RECORD SET:
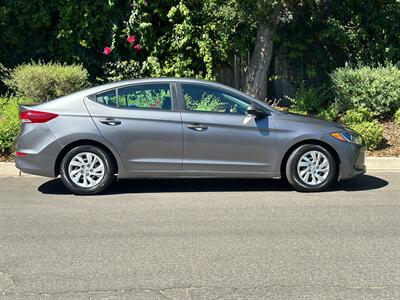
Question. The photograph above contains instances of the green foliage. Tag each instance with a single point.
(375, 89)
(9, 122)
(298, 112)
(311, 100)
(397, 116)
(371, 132)
(67, 31)
(357, 115)
(120, 70)
(329, 114)
(207, 103)
(44, 82)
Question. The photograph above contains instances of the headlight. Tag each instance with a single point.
(348, 137)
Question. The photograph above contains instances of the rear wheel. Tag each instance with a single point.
(87, 170)
(311, 168)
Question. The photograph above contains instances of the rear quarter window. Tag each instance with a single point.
(108, 98)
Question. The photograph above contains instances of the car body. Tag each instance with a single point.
(175, 127)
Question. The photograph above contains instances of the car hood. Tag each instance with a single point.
(312, 120)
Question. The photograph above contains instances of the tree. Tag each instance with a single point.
(257, 72)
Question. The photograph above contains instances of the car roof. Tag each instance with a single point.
(117, 84)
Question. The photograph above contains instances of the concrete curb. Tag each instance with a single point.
(373, 164)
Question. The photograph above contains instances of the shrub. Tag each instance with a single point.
(397, 116)
(372, 133)
(44, 82)
(9, 122)
(355, 116)
(311, 100)
(376, 89)
(120, 70)
(329, 114)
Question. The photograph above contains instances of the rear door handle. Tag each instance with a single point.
(197, 127)
(110, 121)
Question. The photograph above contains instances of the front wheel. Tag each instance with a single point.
(87, 170)
(311, 168)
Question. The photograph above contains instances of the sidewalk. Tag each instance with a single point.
(373, 164)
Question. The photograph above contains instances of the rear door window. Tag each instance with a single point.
(149, 96)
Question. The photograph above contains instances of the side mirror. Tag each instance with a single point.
(257, 111)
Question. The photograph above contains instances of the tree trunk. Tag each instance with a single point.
(257, 72)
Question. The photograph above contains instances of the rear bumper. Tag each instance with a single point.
(40, 148)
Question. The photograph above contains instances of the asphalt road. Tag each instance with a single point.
(200, 239)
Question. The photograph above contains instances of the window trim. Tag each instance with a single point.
(171, 85)
(219, 89)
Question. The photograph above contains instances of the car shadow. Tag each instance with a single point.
(124, 186)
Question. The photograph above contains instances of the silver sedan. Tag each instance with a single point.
(173, 127)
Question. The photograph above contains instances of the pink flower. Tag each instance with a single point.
(131, 39)
(107, 50)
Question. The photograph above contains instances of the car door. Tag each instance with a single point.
(140, 122)
(218, 135)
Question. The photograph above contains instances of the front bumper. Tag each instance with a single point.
(354, 164)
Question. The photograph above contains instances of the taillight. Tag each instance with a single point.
(34, 116)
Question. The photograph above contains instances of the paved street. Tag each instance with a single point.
(200, 239)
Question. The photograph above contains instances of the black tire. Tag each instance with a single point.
(104, 183)
(294, 178)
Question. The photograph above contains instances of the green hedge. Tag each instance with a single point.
(376, 89)
(372, 133)
(397, 116)
(9, 122)
(44, 82)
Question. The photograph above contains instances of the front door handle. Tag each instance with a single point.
(110, 121)
(197, 127)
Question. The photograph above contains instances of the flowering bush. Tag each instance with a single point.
(44, 82)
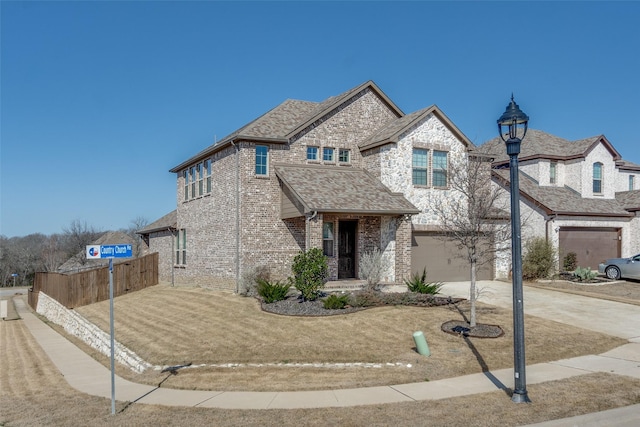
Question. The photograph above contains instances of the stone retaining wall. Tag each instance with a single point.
(76, 325)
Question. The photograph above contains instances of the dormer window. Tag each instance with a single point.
(597, 178)
(553, 166)
(312, 154)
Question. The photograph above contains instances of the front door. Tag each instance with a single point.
(347, 249)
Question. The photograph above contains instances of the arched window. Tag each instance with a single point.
(597, 178)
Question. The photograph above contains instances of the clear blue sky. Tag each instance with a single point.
(100, 99)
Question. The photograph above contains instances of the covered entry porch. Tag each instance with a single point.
(347, 213)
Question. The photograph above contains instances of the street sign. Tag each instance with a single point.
(109, 251)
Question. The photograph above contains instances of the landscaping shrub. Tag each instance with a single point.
(371, 267)
(272, 291)
(310, 272)
(539, 261)
(371, 298)
(418, 283)
(585, 274)
(570, 261)
(335, 302)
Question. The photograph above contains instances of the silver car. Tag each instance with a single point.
(617, 268)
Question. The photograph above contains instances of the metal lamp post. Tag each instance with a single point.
(516, 123)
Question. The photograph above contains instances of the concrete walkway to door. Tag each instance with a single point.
(622, 320)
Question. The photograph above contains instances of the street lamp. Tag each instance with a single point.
(516, 123)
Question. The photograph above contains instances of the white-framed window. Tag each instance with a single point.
(185, 177)
(439, 167)
(420, 166)
(207, 175)
(200, 176)
(328, 155)
(192, 180)
(312, 154)
(327, 238)
(181, 247)
(344, 155)
(262, 160)
(597, 178)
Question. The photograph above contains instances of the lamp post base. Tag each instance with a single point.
(520, 397)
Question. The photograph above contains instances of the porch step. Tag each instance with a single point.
(344, 285)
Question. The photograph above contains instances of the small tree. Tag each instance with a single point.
(472, 216)
(310, 273)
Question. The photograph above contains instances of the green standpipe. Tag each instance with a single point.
(421, 344)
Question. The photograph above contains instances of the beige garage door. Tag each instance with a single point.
(591, 245)
(430, 251)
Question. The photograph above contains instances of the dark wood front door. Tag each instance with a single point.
(347, 249)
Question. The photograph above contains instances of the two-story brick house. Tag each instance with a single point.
(579, 195)
(350, 174)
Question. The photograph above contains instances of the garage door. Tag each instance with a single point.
(591, 245)
(440, 258)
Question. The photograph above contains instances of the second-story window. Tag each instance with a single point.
(419, 164)
(200, 174)
(439, 169)
(327, 155)
(597, 178)
(207, 174)
(181, 247)
(312, 153)
(262, 160)
(344, 155)
(192, 180)
(185, 177)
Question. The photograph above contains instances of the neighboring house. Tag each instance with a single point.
(79, 262)
(579, 195)
(348, 175)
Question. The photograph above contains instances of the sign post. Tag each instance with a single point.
(110, 252)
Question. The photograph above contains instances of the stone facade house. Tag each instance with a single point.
(579, 195)
(349, 175)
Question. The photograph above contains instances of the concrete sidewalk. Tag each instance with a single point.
(88, 376)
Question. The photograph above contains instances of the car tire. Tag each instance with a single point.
(612, 272)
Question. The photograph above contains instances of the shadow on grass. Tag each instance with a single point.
(480, 359)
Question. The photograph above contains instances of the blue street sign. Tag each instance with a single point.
(115, 251)
(109, 251)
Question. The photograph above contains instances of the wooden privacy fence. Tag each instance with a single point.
(88, 287)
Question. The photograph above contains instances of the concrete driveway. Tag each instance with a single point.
(612, 318)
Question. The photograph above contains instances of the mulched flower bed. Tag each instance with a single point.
(462, 328)
(294, 306)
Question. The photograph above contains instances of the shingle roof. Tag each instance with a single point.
(287, 119)
(392, 131)
(539, 144)
(630, 200)
(167, 222)
(563, 200)
(341, 189)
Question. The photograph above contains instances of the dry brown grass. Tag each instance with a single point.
(170, 326)
(34, 393)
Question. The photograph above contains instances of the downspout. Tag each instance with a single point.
(237, 217)
(173, 254)
(308, 229)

AIM OF THE TASK: Write out all of the records above word for word, and leave the pictures out of your copy.

COMPLETE ANSWER:
Question. The photograph above contains instances of the green foliage. Tag each instance with a single point.
(375, 89)
(9, 122)
(298, 112)
(311, 100)
(397, 116)
(371, 132)
(67, 31)
(357, 115)
(120, 70)
(329, 114)
(207, 103)
(44, 82)
Question. The photograph above contains instances of the headlight. Tag each instance with a single point.
(348, 137)
Question. The photograph above contains instances of the rear wheel. Tag each instance with a single point.
(87, 170)
(311, 168)
Question. The photograph above contains instances of the rear quarter window. Tag each instance with a single point.
(108, 98)
Question. The photograph above contains instances of the car body. Tag each instance with a single point.
(175, 127)
Question. The photograph above contains instances of the car hood. Tag each instance with a single point.
(312, 120)
Question. The photograph above contains instances of the tree. Tag each instance with a single point.
(257, 72)
Question. The photograph above contains instances of the car roof. Tag each instance with a single point.
(117, 84)
Question. The photograph above contains instances of the concrete curb. Tag each instance with a single point.
(373, 164)
Question. The photograph above contains instances of the shrub. Tag each instance with a single point.
(397, 116)
(372, 133)
(44, 82)
(9, 122)
(355, 116)
(311, 100)
(376, 89)
(120, 70)
(329, 114)
Question. The photograph above contains instances of the rear door handle. Tag each instance with a single point.
(197, 127)
(110, 121)
Question. The photograph above contains instances of the front wheel. Tag each instance with a single point.
(87, 170)
(311, 168)
Question. The photograph above contains instances of the sidewalk. Tag each instance with a single point.
(373, 164)
Question. The photograph above contains instances of the rear door window. Tag each instance with a single point.
(149, 96)
Question. The photograph above contains instances of the side mirror. Tag each instance with a single point.
(257, 111)
Question. The photograph above contains instances of the tree trunk. Tag each instance with a single point.
(257, 72)
Question. The photograph above contains instances of the rear bumper. Tag each instance with a single point.
(40, 148)
Question. The photograph above contains instances of the asphalt road. Tag each instance with a single point.
(200, 239)
Question. The photograph above contains instances of the window trim. Tag each instance with a single point.
(171, 85)
(219, 89)
Question. The photograph above contains instances of the car shadow. Tag each instance with a single point.
(124, 186)
Question. The photograph above contains instances of the silver sedan. Tag each instance with a single point.
(173, 127)
Question. The photograph above contains instances of the pink flower. Tag each instance with a single point.
(131, 39)
(107, 50)
Question. The photograph above contains instances of the car door. Tag each instance with a single point.
(140, 122)
(218, 135)
Question. The photograph above contains instances of the front bumper. Tag each instance with a single point.
(354, 164)
Question. The photograph above contains instances of the taillight. Tag each instance with a single point.
(34, 116)
Question. The photograph above contains instances of the paved street. Tag each instance with a single point.
(200, 239)
Question. The photograph above contains instances of the black tire. Tag each instance with a single point.
(104, 183)
(294, 178)
Question. The photograph above contains instances of the green hedge. Tag each instance with a single point.
(376, 89)
(372, 133)
(397, 116)
(9, 122)
(44, 82)
Question. The photograph above contains instances of the front door handle. Tag each instance with a single point.
(110, 121)
(197, 127)
Question. The photograph above contains instances of the flowering bush. Tag each instance with a single point.
(44, 82)
Question. The photograph above contains instances of the stone retaining wall. Tag each instance with a single point.
(76, 325)
Question. The photograph above contains instances of the dormer window. Tag each instance with a single point.
(597, 178)
(553, 166)
(312, 154)
Question. The photograph above contains instances of the front door. Tag each instance with a single point.
(347, 249)
Question. The photograph above contains instances of the arched window. Tag each instance with a single point.
(597, 178)
Question. The photograph above contains instances of the clear blue sky. Tag each instance with a single point.
(100, 99)
Question. The photograph above contains instances of the covered entry porch. Tag each instance with a single point.
(347, 213)
Question. The photograph above contains instances of the street sign. Tag each instance with a single point.
(109, 251)
Question. The photograph above contains instances of the landscaping shrub. Tag each instance with a single point.
(371, 267)
(272, 291)
(310, 272)
(539, 261)
(371, 298)
(418, 283)
(585, 274)
(570, 261)
(335, 302)
Question. The photograph above contains instances of the silver car. Tag each instance with a single point.
(617, 268)
Question. The photograph above contains instances of the metal lamp post. Tag each instance with a single point.
(516, 123)
Question. The photograph above contains instances of the concrete walkway to door. Tag each instance with a single point.
(622, 320)
Question. The photograph above contains instances of the street lamp. Tag each instance with a single point.
(516, 123)
Question. The photograph above contains instances of the white-framed window. Tag each instance with a single point.
(185, 177)
(439, 167)
(420, 166)
(207, 175)
(200, 176)
(328, 155)
(192, 180)
(312, 154)
(327, 238)
(181, 247)
(344, 155)
(262, 160)
(597, 178)
Question. The photograph above contains instances of the lamp post base. Tag each instance with a single point.
(520, 397)
Question. The photograph above contains instances of the porch step. Tag each instance with a single point.
(344, 285)
Question. The photograph above contains instances of the small tree. Tag each instance with a single point.
(472, 216)
(310, 273)
Question. The photograph above contains instances of the green standpipe. Tag each instance with a single point.
(421, 344)
Question. The photograph above contains instances of the beige garage door. Tag each instance with a single point.
(591, 245)
(430, 251)
Question. The photograph above contains instances of the dark wood front door. Tag each instance with a single point.
(347, 249)
Question. The photograph above contains instances of the two-story brick house. Tag each instance with a single point.
(579, 195)
(350, 174)
Question. The photograph above contains instances of the garage door. Tag each instance with a single point.
(591, 245)
(440, 258)
Question. The photograph above contains instances of the second-story window. Tag each instance with a single point.
(419, 164)
(200, 174)
(439, 169)
(327, 155)
(597, 178)
(207, 174)
(181, 247)
(312, 153)
(262, 160)
(344, 155)
(192, 180)
(185, 177)
Question. The photograph above contains instances of the neighboring house. Tag each instance with a single point.
(79, 262)
(579, 195)
(348, 175)
Question. The photograph above contains instances of the sign post. Tag each instance with a single point.
(110, 252)
Question. The photograph above contains instances of the stone facade house. Tag each instance with a single point.
(579, 195)
(349, 175)
Question. The photograph above contains instances of the concrete sidewalk. Tag each instance with a single point.
(88, 376)
Question. The photograph above contains instances of the car tire. Tag each instance with a single point.
(612, 272)
Question. The photograph above contains instances of the shadow on grass. Tag each instance with a single point.
(480, 359)
Question. The photograph above contains instances of the blue street sign. Tag each instance with a single point.
(115, 251)
(109, 251)
Question. The photograph above contains instances of the wooden privacy fence. Tag each instance with a single point.
(88, 287)
Question. The photograph above contains instances of the concrete driveway. Tag each instance with a single point.
(612, 318)
Question. The photograph above contains instances of the mulched flower bed. Tag each instance with a single point.
(462, 328)
(294, 306)
Question. The photograph above contains instances of the shingle roof. Tag each instance with a single point.
(287, 119)
(392, 131)
(539, 144)
(630, 200)
(167, 222)
(563, 200)
(341, 189)
Question. The photograph above contains instances of the dry brown grass. Tag each instance with a single point.
(170, 326)
(34, 393)
Question. The photograph above contains instances of the downspout. Tag each instance with a single point.
(237, 217)
(173, 254)
(308, 229)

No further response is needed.